* _Written task a_
Reproduce the rows verbatim, from their first line through the line containing "positive clicks: (149, 1035)", including both of those lines.

* _Text_
================================

6 Get involved with a good cause
I didn’t have to look far. With cpanel open and Annie composing an email to a friend about Orgasmic Birth we started on discussions, which ultimately led me to sit and write an extensive email to the film maker Debra Pascali-Bonaro about some thoughts I had to do with marketing and protecting the branding integrity. Because suddenly I am an expert on this topic. An hour later …..

7 Search the internet for a good name for a new planet
Annie having completed her email and having foofed around on the internet a bit decided it was time to get the kids into the car, pick up her fruit and veggies and her eldest son. This was going to give me time to begin world building. “I’ll put you to shame,” I called out and she reversed out the drive way. I did put her to shame … I typed one question and put the word “Earth” below it. I realised that before I could continue to describe the familiarity of my planets, I had to actually name the other planet. I knew what I was looking for – something to do with bees, hymen, melissae (spurred on the Dr Who reference in the final episodes). Searching for anything on the internet invariably leads you away from where you started, on all sorts of tangents …

8 Download a big persons colouring in book of ancient Greek Muses
Yes this was the tangent that I ended up on. I sadly am a huge fan of colouring in (because as a kid I guess I substituted great colouring-in for a perceived lack of creative talent)

It seems regardless of how far you try to run or hide from you Muse … all roads lead back to her. I don’t imagine she’s got the Mother-style hands on the hips and the tut-tut going on .. I imagine a cheeky smile on her face, perhaps a little charged from far too much caffine, a half eaten packet of Rollo’s in her creased white linen pants and an optimistic desire to do it all over again tomorrow.

================================

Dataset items
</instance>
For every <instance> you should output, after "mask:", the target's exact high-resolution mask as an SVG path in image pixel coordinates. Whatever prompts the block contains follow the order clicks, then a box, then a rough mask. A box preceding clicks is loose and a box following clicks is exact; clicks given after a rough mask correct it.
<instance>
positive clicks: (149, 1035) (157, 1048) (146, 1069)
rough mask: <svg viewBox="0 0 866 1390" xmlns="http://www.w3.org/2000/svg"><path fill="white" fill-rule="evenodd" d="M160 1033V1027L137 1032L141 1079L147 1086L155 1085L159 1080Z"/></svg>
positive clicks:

================================

* _Written task b_
According to the text, which film maker did the writer send an extensive email to?

* _Task result a_
</instance>
For every <instance> you should output, after "mask:", the target's exact high-resolution mask as an SVG path in image pixel coordinates. Whatever prompts the block contains follow the order clicks, then a box, then a rough mask. A box preceding clicks is loose and a box following clicks is exact; clicks given after a rough mask correct it.
<instance>
positive clicks: (149, 1035) (157, 1048) (146, 1069)

* _Task result b_
Debra Pascali-Bonaro.